- _Exercise objective_
Convert the data, from its first line through the line containing "459 151 L 464", into a Markdown table with the columns Row and Line Text, skipping any blank lines.

Saved entries:
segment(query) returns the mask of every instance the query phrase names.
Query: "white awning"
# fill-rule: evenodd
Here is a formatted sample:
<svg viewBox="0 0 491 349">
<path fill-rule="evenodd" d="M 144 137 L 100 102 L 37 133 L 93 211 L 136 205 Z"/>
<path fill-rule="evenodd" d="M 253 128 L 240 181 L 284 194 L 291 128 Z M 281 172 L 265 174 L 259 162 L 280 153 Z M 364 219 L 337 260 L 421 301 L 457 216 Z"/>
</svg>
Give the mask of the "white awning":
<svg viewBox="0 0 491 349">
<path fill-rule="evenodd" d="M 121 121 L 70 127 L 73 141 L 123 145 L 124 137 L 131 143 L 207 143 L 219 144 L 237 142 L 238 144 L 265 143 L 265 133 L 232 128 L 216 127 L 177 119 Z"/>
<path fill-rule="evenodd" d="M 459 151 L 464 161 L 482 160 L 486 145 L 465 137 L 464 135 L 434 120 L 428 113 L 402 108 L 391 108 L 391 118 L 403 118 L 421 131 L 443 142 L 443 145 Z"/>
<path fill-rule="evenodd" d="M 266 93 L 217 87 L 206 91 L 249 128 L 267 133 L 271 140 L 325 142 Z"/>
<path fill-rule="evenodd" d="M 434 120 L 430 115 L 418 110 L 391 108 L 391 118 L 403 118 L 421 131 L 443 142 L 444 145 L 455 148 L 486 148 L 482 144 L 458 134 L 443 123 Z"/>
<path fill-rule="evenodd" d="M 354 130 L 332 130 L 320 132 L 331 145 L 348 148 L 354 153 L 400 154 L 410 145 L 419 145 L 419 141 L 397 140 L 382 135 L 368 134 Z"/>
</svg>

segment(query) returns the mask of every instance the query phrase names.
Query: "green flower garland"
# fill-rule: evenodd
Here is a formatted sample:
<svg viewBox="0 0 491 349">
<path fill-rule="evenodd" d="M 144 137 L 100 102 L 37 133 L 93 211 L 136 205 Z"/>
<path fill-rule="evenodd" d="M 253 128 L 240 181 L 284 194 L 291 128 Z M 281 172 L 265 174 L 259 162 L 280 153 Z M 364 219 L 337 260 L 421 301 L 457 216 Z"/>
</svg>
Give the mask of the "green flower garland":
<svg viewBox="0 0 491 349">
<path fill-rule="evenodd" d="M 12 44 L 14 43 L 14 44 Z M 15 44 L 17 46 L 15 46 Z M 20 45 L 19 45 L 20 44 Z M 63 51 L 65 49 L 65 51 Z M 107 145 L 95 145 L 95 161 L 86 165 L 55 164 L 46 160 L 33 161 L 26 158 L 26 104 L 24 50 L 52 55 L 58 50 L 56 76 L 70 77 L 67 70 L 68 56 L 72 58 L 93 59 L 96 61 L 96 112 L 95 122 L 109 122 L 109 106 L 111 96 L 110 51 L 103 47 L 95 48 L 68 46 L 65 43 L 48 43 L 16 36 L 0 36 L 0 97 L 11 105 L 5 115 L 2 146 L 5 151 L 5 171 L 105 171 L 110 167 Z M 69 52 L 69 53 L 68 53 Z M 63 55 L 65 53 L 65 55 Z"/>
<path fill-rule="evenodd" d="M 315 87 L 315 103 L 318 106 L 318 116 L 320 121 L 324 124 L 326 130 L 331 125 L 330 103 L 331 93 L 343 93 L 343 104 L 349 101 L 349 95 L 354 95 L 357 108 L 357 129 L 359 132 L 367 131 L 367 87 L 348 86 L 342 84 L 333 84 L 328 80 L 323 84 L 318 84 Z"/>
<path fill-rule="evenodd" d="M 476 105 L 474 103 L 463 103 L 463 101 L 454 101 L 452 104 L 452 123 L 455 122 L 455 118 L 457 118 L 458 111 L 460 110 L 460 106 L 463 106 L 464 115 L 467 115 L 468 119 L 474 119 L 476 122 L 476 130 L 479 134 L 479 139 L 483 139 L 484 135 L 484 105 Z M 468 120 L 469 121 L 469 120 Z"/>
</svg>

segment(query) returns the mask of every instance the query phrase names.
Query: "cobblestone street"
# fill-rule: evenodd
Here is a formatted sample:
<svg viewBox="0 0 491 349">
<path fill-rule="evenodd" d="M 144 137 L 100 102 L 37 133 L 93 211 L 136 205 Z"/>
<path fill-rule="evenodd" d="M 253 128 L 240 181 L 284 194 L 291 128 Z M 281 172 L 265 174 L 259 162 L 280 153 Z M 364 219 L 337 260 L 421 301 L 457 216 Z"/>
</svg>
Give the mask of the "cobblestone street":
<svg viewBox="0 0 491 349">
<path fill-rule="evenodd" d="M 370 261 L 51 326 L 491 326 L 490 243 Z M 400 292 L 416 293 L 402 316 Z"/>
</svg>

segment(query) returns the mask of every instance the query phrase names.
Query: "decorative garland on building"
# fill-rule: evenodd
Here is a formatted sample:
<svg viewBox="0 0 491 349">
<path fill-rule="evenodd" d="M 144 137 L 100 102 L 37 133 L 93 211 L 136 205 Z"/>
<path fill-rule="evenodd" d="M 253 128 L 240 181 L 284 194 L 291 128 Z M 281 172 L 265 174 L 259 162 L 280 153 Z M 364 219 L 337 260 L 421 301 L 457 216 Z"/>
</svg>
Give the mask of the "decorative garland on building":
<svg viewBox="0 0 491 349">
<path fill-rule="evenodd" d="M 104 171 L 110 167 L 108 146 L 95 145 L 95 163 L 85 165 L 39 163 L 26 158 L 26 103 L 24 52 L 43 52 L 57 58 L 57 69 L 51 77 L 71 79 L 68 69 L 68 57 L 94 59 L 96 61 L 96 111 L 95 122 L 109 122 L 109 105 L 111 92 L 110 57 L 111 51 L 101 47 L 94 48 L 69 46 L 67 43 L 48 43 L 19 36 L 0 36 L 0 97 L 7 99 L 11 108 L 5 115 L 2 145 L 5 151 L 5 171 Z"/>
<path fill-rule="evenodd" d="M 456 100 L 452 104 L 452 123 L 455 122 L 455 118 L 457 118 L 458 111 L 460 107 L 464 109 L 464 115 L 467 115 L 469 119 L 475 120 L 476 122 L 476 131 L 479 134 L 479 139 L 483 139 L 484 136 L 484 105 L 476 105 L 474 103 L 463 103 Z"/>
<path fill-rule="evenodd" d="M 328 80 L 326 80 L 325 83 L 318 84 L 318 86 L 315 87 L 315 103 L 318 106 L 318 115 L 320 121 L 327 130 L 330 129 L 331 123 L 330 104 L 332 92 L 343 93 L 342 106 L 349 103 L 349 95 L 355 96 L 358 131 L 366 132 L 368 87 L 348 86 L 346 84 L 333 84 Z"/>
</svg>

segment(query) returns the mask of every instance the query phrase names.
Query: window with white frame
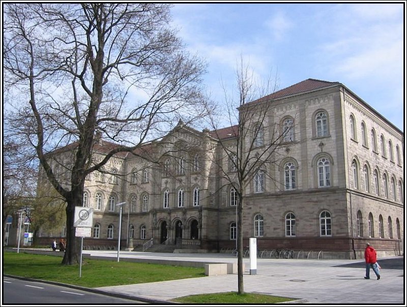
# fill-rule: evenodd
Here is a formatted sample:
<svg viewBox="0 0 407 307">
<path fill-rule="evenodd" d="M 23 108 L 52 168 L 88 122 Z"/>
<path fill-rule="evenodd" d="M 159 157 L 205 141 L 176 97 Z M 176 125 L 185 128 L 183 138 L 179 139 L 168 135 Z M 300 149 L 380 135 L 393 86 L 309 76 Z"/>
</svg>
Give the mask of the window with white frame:
<svg viewBox="0 0 407 307">
<path fill-rule="evenodd" d="M 264 191 L 264 171 L 257 171 L 254 178 L 254 192 L 261 193 Z"/>
<path fill-rule="evenodd" d="M 386 142 L 385 142 L 385 137 L 382 134 L 380 136 L 380 147 L 382 148 L 382 156 L 386 157 Z"/>
<path fill-rule="evenodd" d="M 110 195 L 109 197 L 109 211 L 114 211 L 114 206 L 116 205 L 116 197 Z"/>
<path fill-rule="evenodd" d="M 296 235 L 296 216 L 293 212 L 285 215 L 285 236 L 294 237 Z"/>
<path fill-rule="evenodd" d="M 113 225 L 112 224 L 107 227 L 107 238 L 113 239 Z"/>
<path fill-rule="evenodd" d="M 95 224 L 95 226 L 93 227 L 93 237 L 100 237 L 100 224 L 97 223 Z"/>
<path fill-rule="evenodd" d="M 389 179 L 387 178 L 387 174 L 385 173 L 383 174 L 383 187 L 385 189 L 385 197 L 389 198 Z"/>
<path fill-rule="evenodd" d="M 355 121 L 355 118 L 353 115 L 351 115 L 349 119 L 349 123 L 351 126 L 351 138 L 355 141 L 357 140 L 356 135 L 356 123 Z"/>
<path fill-rule="evenodd" d="M 360 210 L 358 211 L 356 214 L 356 232 L 358 237 L 363 236 L 363 228 L 362 227 L 362 212 Z"/>
<path fill-rule="evenodd" d="M 181 188 L 178 190 L 178 208 L 184 207 L 184 189 Z"/>
<path fill-rule="evenodd" d="M 380 184 L 379 182 L 379 172 L 375 169 L 373 172 L 373 180 L 374 182 L 374 193 L 376 195 L 380 195 Z"/>
<path fill-rule="evenodd" d="M 147 194 L 143 195 L 142 202 L 143 204 L 141 211 L 145 212 L 149 208 L 149 196 Z"/>
<path fill-rule="evenodd" d="M 374 237 L 373 226 L 373 214 L 370 212 L 369 213 L 369 217 L 367 218 L 367 227 L 369 231 L 369 238 L 373 238 Z"/>
<path fill-rule="evenodd" d="M 363 167 L 363 174 L 365 175 L 365 191 L 368 193 L 370 192 L 370 174 L 369 168 L 366 165 Z"/>
<path fill-rule="evenodd" d="M 263 216 L 261 214 L 256 214 L 254 219 L 254 236 L 263 236 Z"/>
<path fill-rule="evenodd" d="M 389 157 L 390 158 L 390 161 L 394 162 L 394 154 L 393 153 L 393 144 L 391 141 L 389 140 Z"/>
<path fill-rule="evenodd" d="M 230 155 L 229 163 L 229 170 L 230 172 L 236 172 L 238 170 L 238 156 L 235 154 Z"/>
<path fill-rule="evenodd" d="M 163 208 L 167 208 L 169 206 L 169 191 L 168 189 L 166 189 L 164 191 L 164 195 L 163 196 Z"/>
<path fill-rule="evenodd" d="M 131 206 L 131 212 L 136 212 L 136 204 L 137 203 L 137 197 L 135 195 L 133 195 L 131 197 L 131 200 L 130 200 L 130 205 Z"/>
<path fill-rule="evenodd" d="M 318 170 L 318 187 L 331 186 L 331 167 L 329 160 L 321 158 L 316 163 Z"/>
<path fill-rule="evenodd" d="M 321 236 L 332 235 L 332 225 L 331 213 L 327 211 L 322 211 L 319 214 L 319 234 Z"/>
<path fill-rule="evenodd" d="M 393 239 L 393 223 L 390 216 L 387 219 L 387 231 L 389 232 L 389 238 Z"/>
<path fill-rule="evenodd" d="M 284 166 L 285 190 L 296 188 L 296 166 L 292 162 L 287 162 Z"/>
<path fill-rule="evenodd" d="M 376 138 L 376 132 L 374 131 L 374 129 L 372 129 L 371 134 L 372 137 L 372 150 L 373 150 L 373 152 L 377 153 L 377 139 Z"/>
<path fill-rule="evenodd" d="M 97 210 L 101 210 L 103 208 L 103 197 L 100 192 L 96 193 L 95 196 L 95 201 L 96 204 L 95 209 Z"/>
<path fill-rule="evenodd" d="M 143 182 L 146 183 L 149 182 L 149 168 L 146 168 L 143 171 Z"/>
<path fill-rule="evenodd" d="M 140 238 L 146 239 L 146 225 L 141 225 L 140 228 Z"/>
<path fill-rule="evenodd" d="M 234 187 L 230 188 L 230 202 L 231 207 L 236 206 L 238 205 L 238 193 Z"/>
<path fill-rule="evenodd" d="M 294 141 L 294 127 L 293 119 L 286 118 L 283 122 L 283 142 L 290 142 Z"/>
<path fill-rule="evenodd" d="M 89 207 L 89 193 L 88 191 L 83 192 L 83 207 Z"/>
<path fill-rule="evenodd" d="M 194 207 L 198 207 L 199 205 L 199 188 L 197 186 L 195 187 L 193 190 Z"/>
<path fill-rule="evenodd" d="M 233 222 L 230 223 L 230 225 L 229 227 L 229 240 L 236 240 L 236 238 L 237 237 L 237 230 L 238 228 L 236 227 L 236 223 Z"/>
<path fill-rule="evenodd" d="M 384 238 L 384 230 L 383 229 L 383 217 L 382 214 L 379 216 L 379 238 Z"/>
<path fill-rule="evenodd" d="M 362 130 L 362 145 L 367 147 L 368 146 L 367 144 L 367 131 L 364 123 L 362 123 L 360 128 Z"/>
<path fill-rule="evenodd" d="M 328 132 L 328 117 L 324 111 L 318 112 L 315 117 L 316 136 L 326 136 Z"/>
</svg>

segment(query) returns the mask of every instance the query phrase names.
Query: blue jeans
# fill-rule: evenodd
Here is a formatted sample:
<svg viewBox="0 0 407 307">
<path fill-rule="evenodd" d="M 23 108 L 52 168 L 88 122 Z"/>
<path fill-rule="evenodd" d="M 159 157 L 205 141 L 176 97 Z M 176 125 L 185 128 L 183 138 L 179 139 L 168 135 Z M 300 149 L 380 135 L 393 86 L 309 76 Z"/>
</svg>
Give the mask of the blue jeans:
<svg viewBox="0 0 407 307">
<path fill-rule="evenodd" d="M 373 271 L 376 274 L 376 276 L 379 277 L 380 276 L 380 273 L 379 272 L 379 268 L 377 265 L 375 263 L 366 263 L 366 276 L 367 278 L 370 278 L 370 268 L 373 269 Z"/>
</svg>

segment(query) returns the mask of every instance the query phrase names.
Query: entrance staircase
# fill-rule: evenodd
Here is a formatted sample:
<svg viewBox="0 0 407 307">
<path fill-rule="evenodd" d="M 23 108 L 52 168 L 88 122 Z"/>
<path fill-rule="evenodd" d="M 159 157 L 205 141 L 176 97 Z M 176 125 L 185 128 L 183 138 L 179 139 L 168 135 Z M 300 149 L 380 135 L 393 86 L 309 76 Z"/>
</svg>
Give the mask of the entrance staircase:
<svg viewBox="0 0 407 307">
<path fill-rule="evenodd" d="M 133 249 L 133 252 L 150 252 L 152 253 L 173 253 L 176 245 L 166 244 L 155 244 L 143 250 L 143 246 L 138 245 Z"/>
</svg>

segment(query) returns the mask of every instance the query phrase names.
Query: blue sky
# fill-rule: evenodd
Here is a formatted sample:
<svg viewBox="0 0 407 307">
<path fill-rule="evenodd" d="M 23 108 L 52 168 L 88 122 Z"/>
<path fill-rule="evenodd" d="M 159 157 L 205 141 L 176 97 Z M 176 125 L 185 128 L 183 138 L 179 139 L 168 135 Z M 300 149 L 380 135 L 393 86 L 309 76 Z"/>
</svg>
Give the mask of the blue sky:
<svg viewBox="0 0 407 307">
<path fill-rule="evenodd" d="M 209 64 L 215 100 L 224 101 L 221 79 L 235 86 L 241 54 L 261 77 L 277 73 L 278 89 L 309 78 L 339 81 L 404 131 L 403 3 L 195 3 L 171 12 L 188 49 Z"/>
</svg>

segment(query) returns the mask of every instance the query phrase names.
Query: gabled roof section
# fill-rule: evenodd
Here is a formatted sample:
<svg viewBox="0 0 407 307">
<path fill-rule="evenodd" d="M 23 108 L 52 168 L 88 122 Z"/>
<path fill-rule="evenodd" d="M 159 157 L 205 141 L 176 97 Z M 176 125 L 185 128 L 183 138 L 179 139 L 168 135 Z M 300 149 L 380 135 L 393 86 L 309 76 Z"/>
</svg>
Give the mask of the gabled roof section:
<svg viewBox="0 0 407 307">
<path fill-rule="evenodd" d="M 261 102 L 271 99 L 282 98 L 285 97 L 312 92 L 315 90 L 319 90 L 321 89 L 328 88 L 332 86 L 339 85 L 340 84 L 340 83 L 339 82 L 329 82 L 328 81 L 317 80 L 316 79 L 307 79 L 306 80 L 301 81 L 301 82 L 289 86 L 288 88 L 280 90 L 273 94 L 265 96 L 264 97 L 249 102 L 249 104 L 251 104 L 254 103 Z"/>
</svg>

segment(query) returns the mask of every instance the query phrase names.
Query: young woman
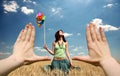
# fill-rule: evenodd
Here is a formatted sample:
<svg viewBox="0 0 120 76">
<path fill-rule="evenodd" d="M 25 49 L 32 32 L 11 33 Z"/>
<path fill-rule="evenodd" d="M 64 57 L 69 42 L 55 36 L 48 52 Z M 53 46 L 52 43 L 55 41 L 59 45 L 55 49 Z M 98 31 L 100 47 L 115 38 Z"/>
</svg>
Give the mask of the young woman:
<svg viewBox="0 0 120 76">
<path fill-rule="evenodd" d="M 44 49 L 54 55 L 51 63 L 51 69 L 60 69 L 64 72 L 67 72 L 70 69 L 72 61 L 68 51 L 68 42 L 65 40 L 62 30 L 58 30 L 56 32 L 55 41 L 52 44 L 52 50 L 50 50 L 46 44 L 44 45 Z"/>
</svg>

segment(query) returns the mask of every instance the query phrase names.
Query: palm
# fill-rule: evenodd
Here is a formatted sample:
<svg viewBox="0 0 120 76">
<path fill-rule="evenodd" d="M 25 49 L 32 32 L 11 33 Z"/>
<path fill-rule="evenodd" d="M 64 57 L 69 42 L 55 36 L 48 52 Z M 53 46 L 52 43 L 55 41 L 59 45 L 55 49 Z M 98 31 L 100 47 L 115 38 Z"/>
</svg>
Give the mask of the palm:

- _Worked answer_
| Row | Line Text |
|---|---|
| 1 | segment(query) returns the mask of every instance the query phrase names. |
| 2 | Query: "white awning" |
| 3 | # fill-rule: evenodd |
| 4 | Here is a formatted sample: |
| 5 | <svg viewBox="0 0 491 349"> |
| 6 | <path fill-rule="evenodd" d="M 144 137 L 100 102 L 37 133 L 93 211 L 136 205 Z"/> |
| 7 | <path fill-rule="evenodd" d="M 253 128 L 240 181 L 284 194 L 291 128 Z M 281 172 L 265 174 L 259 162 L 280 153 Z M 364 219 L 337 260 L 421 301 L 457 216 Z"/> |
| 8 | </svg> |
| 9 | Give the mask of the "white awning": |
| 10 | <svg viewBox="0 0 491 349"> |
| 11 | <path fill-rule="evenodd" d="M 121 121 L 70 127 L 73 141 L 123 145 L 124 137 L 131 143 L 207 143 L 219 144 L 237 142 L 238 144 L 265 143 L 265 133 L 232 128 L 216 127 L 177 119 Z"/> |
| 12 | <path fill-rule="evenodd" d="M 459 151 L 464 161 L 482 160 L 486 145 L 465 137 L 464 135 L 434 120 L 428 113 L 402 108 L 391 108 L 391 118 L 403 118 L 421 131 L 443 142 L 443 145 Z"/> |